# Passage given
┄┄┄┄┄┄

Therefore, the adhesive ability is improved, which result in
improving the light-resistance.
[0123] The laminate of the invention may have an easy-adhesion
layer, as an outermost layer, disposed on both of a surface and a
rear surface thereof; or the laminate of the invention may have an
easy-adhesion layer, as an outermost layer, disposed on a surface
thereof, and have an undercoat layer on a rear-surface thereof.
FIG. 5 shows a cross-sectional frame format of an example of the
former embodiment; and FIG. 6 shows a cross-sectional frame format
of an example of the latter embodiment. The laminate 20 shown in
FIG. 5 comprises a member 22, which has one or plural cholesteric
liquid crystal layers, and an easy-adhesion layer 24, as an
outermost layer, on both of the surface and rear-surface of member
22; and the laminate 21' shown in FIG. 6 comprises a member 22,
which has one or plural cholesteric liquid crystal layers, an
easy-adhesion layer 24 as an outermost layer of the surface, and an
undercoat layer 26 as an outermost layer of the rear-surface.
[0124] In the embodiment wherein the member 22 has one or plural
cholesteric liquid crystal layers on only one surface as well as
the infrared-light reflective plate shown in FIG. 1, preferably,
the easy-adhesion layer 24 is formed on the surface of the
uppermost layer (for example, in FIG. 1, the light reflective layer
16b), and the easy-adhesion layer 24 or an undercoat layer 26 is
formed on the rear-surface of the substrate (for example, in FIG.
1, the substrate 12). In the embodiment wherein the member 22 has
one or plural cholesteric liquid crystal layers on both of the
surface and rear-surface as well as the infrared-light reflective
plate shown in FIG. 2, preferably, the easy-adhesion layer 24 is
formed on the surface of the uppermost layer (for example, in FIG.

┄┄┄┄┄┄

# Given information

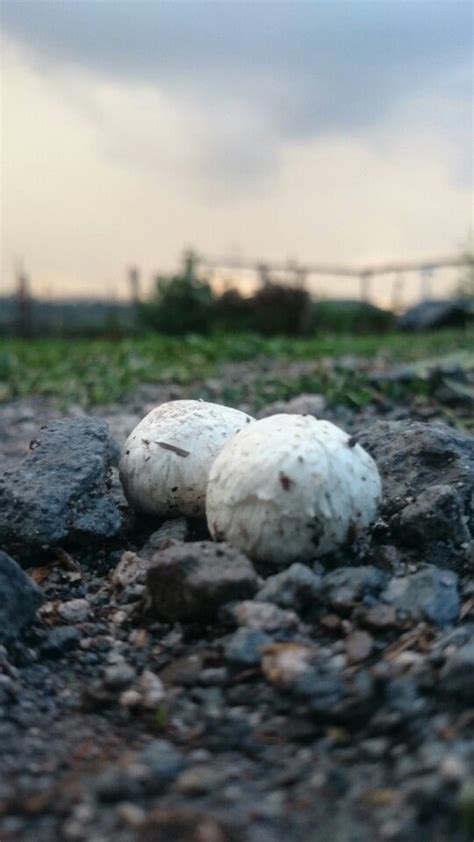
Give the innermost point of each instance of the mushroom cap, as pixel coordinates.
(291, 488)
(166, 459)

┄┄┄┄┄┄

# Task set
(a) Rewrite the paragraph in the passage on laminates that begins "The laminate of the invention may have an easy-adhesion" as a short bulleted list that keeps its main facts.
(b) According to the passage on laminates, which layer in FIG. 1 is an example of the uppermost layer?
(c) Carry on the passage on laminates from the point where it stops.

# Task results
(a)
- The laminate may have an easy-adhesion layer as the outermost layer on both its surface and its rear surface.
- It may instead have an easy-adhesion layer as the outermost layer on its surface and an undercoat layer on its rear surface.
- FIG. 5 shows the first arrangement. Laminate 20 has member 22, which has one or more cholesteric liquid crystal layers, with easy-adhesion layer 24 as the outermost layer on both sides.
- FIG. 6 shows the second arrangement. Laminate 21' has member 22, easy-adhesion layer 24 as the outermost layer of the surface, and undercoat layer 26 as the outermost layer of the rear surface.

(b) The light reflective layer 16b.

(c)
2, the light reflective layer 16b), and the easy-adhesion layer 24
is formed on the lowermost layer (for example, in FIG. 2, the light
reflective layer 18b).
[0125] FIG. 7 and FIG. 8 show the cross-sectional frame formats of
the laminated glasses having the laminates inside shown in FIG. 5
and FIG. 6 respectively. The laminated glass 30 shown in FIG. 7 may
be prepared by thermal compression bonding of the easy-adhesion
layers 24, which are formed on the surface and rear-surface of the
laminate 20 shown in FIG. 5, and the interlayers 27 which are
formed on the inner surfaces of the upper and lower glass plates 28
respectively. The laminated glass 30' shown in FIG. 8 may be
prepared by thermal compression bonding of the easy-adhesion layer
24 of the laminate 20' shown in FIG. 6 and the interlayer 27 which
is formed on the inner surface of the glass plate 28, and by
thermal compression bonding of the undercoat layer 26 of the
laminate 20' and the interlayer 27 which is formed on the inner
surface of the glass plate 28.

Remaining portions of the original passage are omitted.